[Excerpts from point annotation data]
>> Begin

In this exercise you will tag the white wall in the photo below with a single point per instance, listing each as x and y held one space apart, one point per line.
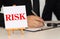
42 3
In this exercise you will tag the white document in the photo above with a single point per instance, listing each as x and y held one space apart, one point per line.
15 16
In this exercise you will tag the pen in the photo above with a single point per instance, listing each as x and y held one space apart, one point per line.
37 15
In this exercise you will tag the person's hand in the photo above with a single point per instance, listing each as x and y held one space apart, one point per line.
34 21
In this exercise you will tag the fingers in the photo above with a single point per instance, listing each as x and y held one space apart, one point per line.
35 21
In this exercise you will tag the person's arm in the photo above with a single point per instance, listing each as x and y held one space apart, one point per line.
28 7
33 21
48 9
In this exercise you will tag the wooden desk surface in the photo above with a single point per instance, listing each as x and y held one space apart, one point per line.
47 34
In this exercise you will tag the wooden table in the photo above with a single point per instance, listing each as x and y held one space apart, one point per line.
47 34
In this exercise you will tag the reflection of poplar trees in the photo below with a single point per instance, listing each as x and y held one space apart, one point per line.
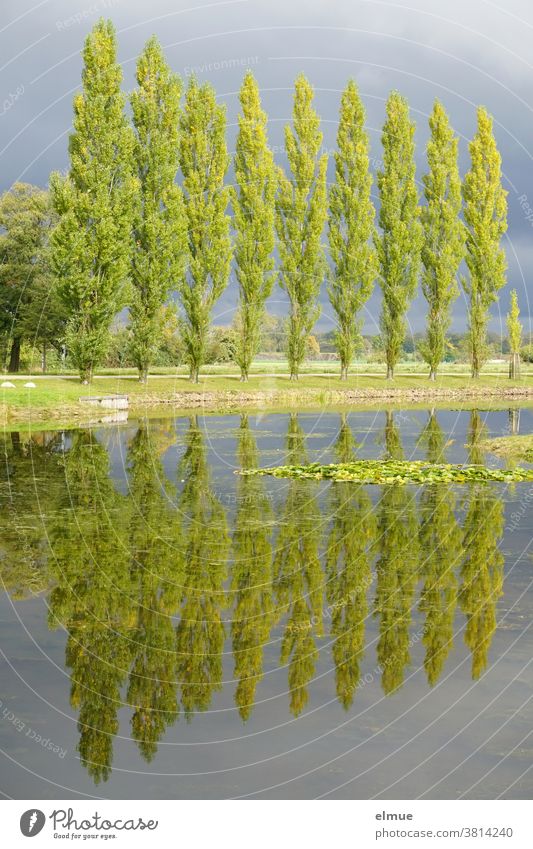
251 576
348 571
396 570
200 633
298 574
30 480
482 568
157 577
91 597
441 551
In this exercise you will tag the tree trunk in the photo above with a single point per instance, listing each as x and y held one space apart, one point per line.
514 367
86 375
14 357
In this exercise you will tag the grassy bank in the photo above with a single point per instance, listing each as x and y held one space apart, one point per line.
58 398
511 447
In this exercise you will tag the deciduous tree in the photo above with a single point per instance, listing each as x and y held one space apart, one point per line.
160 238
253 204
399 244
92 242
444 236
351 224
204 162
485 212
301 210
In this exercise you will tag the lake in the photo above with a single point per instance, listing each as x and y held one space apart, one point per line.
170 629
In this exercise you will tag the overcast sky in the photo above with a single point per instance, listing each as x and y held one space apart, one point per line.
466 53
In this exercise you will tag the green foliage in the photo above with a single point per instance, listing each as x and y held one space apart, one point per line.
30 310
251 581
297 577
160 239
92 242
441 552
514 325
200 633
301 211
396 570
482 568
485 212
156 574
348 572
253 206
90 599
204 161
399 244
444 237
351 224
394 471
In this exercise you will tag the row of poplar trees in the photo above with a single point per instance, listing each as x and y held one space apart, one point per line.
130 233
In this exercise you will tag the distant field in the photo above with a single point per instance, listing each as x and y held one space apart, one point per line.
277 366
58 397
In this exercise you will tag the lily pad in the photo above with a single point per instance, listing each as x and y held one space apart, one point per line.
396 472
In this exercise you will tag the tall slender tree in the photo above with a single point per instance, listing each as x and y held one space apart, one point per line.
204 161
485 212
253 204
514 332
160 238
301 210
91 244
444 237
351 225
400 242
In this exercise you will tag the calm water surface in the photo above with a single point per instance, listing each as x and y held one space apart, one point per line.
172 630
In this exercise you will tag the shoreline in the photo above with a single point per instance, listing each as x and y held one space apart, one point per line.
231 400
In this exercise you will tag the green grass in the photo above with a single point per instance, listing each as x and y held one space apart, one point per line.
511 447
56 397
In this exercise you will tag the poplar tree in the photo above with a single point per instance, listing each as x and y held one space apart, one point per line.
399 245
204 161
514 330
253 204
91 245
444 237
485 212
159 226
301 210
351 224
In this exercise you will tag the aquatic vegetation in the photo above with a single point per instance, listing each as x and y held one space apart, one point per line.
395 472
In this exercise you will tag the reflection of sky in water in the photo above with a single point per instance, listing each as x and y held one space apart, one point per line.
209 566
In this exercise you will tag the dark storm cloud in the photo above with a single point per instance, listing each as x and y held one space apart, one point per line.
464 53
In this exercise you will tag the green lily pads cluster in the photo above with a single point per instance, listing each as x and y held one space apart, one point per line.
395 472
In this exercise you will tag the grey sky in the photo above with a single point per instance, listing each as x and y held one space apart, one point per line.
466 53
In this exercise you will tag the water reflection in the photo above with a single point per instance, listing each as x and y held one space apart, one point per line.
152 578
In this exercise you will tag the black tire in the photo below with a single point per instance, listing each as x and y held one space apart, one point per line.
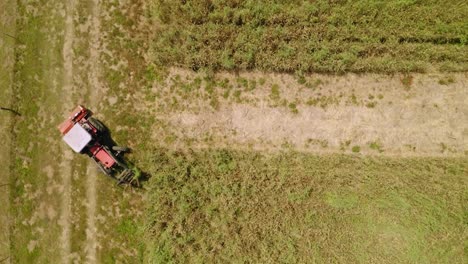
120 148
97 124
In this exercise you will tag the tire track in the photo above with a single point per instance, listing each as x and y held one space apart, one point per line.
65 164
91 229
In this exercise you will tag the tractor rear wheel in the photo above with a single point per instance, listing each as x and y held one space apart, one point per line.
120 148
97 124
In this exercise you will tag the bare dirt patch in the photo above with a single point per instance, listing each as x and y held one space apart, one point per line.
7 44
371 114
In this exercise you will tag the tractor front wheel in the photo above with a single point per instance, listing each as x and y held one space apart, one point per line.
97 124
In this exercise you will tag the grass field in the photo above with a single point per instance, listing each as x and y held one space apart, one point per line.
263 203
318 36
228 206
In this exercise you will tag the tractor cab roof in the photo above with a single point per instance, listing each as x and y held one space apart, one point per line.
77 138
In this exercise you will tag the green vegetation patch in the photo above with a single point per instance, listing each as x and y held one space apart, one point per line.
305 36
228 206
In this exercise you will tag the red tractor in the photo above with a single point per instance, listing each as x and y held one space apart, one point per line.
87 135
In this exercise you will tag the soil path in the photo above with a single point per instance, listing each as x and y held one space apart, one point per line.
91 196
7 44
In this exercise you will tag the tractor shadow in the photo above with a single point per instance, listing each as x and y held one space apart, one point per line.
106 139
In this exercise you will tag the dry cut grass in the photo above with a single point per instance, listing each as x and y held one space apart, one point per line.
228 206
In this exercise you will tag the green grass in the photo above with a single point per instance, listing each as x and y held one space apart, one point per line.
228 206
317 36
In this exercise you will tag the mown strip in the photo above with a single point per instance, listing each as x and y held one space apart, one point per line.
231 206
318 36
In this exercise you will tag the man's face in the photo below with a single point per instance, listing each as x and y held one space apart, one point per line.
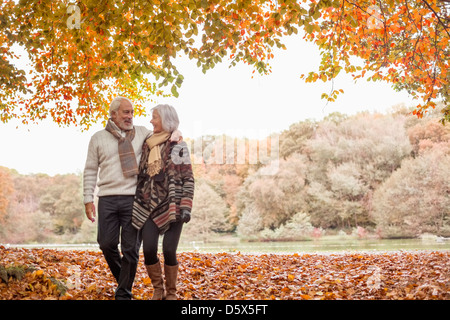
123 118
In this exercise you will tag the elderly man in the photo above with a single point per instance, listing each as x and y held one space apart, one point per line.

>> End
>> Begin

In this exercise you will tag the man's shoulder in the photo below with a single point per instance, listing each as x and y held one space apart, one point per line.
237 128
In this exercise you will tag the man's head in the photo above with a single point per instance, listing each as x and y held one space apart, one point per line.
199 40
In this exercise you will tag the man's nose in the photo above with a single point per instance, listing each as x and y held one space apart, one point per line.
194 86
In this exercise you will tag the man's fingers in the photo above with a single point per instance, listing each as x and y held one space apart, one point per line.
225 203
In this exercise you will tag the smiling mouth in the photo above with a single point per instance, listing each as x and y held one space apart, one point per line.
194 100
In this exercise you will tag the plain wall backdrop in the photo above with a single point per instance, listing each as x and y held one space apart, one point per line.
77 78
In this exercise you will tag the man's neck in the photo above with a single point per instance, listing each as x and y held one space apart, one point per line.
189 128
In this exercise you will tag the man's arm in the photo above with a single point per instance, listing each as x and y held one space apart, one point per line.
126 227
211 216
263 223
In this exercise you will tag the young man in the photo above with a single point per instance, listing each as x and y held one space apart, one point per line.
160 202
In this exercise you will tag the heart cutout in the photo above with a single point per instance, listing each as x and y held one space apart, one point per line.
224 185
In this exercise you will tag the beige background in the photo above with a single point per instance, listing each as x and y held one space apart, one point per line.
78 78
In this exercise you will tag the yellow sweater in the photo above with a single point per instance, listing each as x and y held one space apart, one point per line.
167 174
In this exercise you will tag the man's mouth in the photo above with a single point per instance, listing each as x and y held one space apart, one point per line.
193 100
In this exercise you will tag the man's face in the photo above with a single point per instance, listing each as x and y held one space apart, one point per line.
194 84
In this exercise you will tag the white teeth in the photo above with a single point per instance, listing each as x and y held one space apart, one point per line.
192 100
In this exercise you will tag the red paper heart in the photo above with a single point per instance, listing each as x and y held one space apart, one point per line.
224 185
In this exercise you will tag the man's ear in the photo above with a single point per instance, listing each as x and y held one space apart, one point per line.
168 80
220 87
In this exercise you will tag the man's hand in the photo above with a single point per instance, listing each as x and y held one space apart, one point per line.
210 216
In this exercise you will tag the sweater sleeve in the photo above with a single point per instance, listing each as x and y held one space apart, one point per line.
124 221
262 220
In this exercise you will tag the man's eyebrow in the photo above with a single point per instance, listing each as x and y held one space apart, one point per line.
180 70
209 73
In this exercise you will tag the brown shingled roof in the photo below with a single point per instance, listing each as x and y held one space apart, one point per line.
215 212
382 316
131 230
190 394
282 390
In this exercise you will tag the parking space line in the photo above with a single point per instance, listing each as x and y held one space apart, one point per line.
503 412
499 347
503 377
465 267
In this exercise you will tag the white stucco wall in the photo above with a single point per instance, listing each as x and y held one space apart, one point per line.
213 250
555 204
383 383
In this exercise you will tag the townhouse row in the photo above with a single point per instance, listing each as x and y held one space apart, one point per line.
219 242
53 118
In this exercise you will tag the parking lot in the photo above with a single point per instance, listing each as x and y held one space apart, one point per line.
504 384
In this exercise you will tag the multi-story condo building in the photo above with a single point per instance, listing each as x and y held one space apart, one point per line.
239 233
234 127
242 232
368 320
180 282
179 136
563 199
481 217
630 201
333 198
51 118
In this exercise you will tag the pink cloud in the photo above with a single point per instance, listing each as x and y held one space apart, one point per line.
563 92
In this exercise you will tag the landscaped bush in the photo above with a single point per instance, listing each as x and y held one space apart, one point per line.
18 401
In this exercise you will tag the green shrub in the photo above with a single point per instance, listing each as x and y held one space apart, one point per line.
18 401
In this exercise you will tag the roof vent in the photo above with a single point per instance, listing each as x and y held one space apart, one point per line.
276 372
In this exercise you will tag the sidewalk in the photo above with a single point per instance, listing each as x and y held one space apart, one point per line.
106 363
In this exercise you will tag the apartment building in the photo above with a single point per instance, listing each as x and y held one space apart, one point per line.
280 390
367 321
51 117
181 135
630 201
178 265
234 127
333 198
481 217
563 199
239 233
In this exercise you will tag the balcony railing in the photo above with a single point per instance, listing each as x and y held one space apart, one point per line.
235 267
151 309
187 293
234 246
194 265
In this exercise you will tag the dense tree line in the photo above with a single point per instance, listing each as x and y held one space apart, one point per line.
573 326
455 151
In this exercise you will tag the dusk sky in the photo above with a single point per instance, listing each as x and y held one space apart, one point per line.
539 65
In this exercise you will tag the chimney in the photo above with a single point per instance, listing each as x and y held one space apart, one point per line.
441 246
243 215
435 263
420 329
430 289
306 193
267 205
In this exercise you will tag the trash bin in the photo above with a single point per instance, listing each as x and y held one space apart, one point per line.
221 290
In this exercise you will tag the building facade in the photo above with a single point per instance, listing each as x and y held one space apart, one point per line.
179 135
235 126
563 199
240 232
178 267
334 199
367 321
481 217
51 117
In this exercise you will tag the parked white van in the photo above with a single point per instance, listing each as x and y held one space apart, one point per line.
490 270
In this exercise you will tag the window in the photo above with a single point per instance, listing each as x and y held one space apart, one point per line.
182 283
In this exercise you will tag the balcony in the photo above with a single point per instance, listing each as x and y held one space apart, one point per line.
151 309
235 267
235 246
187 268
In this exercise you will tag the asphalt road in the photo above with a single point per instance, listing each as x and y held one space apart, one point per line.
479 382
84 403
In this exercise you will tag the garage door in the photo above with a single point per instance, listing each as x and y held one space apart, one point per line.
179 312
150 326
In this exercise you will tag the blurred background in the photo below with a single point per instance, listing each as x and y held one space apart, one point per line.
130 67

>> End

• Task statement:
Which lines of the items above contain the word "vegetation"? Report each such line in full, treating case as significant.

• Final result:
In this exercise you will tag the aquatic vegetation in the photo above with a single point per instance, listing each as x and y held one space apart, one point per line.
In this exercise you will tag the green vegetation patch in the photo above with a single point per instance, listing each as x and y held one space apart, one point per line.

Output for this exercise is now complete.